*STORED RECORDS*:

↓

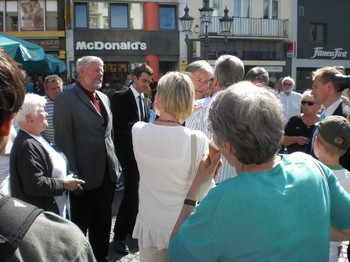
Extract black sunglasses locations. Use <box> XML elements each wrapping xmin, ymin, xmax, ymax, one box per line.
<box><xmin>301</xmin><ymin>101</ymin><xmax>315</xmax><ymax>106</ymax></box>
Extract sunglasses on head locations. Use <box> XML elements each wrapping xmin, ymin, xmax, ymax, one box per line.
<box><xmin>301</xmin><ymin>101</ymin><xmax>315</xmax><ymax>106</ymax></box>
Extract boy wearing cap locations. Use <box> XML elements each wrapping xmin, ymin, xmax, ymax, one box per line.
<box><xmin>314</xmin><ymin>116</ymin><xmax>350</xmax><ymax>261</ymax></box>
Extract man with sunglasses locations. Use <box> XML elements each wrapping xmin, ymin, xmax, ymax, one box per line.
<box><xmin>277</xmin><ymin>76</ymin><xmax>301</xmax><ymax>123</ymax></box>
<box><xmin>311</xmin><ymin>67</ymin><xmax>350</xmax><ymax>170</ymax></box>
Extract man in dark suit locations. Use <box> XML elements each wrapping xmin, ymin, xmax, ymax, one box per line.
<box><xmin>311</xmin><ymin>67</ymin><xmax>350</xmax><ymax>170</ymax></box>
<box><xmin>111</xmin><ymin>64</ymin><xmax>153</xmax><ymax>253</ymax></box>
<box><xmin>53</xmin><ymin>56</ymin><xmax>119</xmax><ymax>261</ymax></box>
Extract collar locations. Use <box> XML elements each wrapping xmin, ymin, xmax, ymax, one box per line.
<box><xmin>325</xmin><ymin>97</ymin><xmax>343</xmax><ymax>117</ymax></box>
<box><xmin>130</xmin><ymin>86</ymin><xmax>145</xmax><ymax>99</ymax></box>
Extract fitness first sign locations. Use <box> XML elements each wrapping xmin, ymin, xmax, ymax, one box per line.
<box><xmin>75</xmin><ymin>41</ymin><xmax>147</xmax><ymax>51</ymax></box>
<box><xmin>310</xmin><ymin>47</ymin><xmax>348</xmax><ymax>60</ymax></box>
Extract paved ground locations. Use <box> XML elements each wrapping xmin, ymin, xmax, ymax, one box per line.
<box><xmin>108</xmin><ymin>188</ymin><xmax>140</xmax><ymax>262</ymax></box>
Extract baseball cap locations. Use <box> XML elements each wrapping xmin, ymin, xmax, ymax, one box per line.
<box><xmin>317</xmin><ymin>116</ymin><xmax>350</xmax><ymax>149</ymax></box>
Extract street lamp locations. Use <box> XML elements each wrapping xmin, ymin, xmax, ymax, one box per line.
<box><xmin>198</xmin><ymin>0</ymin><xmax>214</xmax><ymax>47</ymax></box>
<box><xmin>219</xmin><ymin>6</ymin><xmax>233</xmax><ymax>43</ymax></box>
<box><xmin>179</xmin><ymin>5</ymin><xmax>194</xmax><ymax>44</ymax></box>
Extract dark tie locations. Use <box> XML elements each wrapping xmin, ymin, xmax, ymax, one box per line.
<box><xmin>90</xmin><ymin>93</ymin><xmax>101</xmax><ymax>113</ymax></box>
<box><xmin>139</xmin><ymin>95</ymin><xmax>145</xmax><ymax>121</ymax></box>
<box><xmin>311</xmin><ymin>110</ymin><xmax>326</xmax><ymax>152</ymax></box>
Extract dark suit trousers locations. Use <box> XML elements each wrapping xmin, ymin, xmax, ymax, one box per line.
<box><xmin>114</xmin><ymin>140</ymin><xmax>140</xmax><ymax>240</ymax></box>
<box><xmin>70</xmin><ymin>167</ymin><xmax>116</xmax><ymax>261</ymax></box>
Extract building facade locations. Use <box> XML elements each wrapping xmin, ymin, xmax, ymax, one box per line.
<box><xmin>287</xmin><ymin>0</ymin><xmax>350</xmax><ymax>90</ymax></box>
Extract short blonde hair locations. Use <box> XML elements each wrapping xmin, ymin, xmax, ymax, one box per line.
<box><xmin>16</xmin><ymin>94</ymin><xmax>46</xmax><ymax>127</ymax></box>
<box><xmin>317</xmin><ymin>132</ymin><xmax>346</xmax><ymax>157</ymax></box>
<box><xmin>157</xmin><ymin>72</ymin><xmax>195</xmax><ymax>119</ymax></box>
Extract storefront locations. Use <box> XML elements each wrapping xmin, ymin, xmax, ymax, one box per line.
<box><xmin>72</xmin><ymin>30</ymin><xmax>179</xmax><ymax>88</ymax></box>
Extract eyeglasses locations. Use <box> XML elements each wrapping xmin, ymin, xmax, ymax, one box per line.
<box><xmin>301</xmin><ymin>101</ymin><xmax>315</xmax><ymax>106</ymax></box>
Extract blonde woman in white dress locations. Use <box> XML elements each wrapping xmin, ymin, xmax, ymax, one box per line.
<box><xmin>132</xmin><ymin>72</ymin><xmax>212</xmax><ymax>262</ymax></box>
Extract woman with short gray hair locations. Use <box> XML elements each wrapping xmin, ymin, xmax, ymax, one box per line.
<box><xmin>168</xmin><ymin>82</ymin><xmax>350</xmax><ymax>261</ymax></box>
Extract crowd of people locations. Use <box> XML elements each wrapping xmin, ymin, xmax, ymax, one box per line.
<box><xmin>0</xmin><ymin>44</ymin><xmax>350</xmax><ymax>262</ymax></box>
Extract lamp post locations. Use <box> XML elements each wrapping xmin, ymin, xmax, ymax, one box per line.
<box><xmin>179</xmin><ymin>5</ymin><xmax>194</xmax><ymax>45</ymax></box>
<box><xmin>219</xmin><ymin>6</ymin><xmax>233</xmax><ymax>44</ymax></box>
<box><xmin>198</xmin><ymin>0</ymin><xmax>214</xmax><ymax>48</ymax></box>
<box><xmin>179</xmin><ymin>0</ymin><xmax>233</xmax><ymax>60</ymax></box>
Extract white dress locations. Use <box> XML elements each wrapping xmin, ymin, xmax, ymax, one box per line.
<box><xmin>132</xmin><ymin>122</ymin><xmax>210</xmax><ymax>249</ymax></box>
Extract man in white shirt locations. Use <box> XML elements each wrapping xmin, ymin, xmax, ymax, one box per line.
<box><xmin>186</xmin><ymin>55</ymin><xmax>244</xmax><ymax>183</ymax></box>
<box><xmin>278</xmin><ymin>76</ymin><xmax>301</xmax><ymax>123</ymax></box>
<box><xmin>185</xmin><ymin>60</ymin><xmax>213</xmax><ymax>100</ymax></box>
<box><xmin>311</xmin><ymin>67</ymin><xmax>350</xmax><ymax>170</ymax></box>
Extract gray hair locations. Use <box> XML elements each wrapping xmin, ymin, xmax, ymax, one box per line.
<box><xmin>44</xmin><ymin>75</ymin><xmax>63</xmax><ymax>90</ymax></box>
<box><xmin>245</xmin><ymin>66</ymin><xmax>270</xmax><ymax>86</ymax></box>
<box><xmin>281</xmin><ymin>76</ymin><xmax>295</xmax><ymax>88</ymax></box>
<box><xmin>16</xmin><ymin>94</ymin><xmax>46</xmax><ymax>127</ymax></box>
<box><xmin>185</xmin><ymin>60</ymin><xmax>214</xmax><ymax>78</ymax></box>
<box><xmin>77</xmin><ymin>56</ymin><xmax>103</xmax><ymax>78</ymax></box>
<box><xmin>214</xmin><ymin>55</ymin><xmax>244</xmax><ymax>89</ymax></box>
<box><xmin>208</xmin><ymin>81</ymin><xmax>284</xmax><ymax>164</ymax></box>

↑

*PROBLEM TO WORK ON*: List each line of the data above that contains the word "with".

*TASK ANSWER*:
Extract man with sunglasses locations. Use <box> XML elements each wrapping xmin, ymin, xmax, ymax, one box per line.
Extract woman with short gray hair locations. Use <box> XML elements each wrapping xmin, ymin, xmax, ymax, one box per line.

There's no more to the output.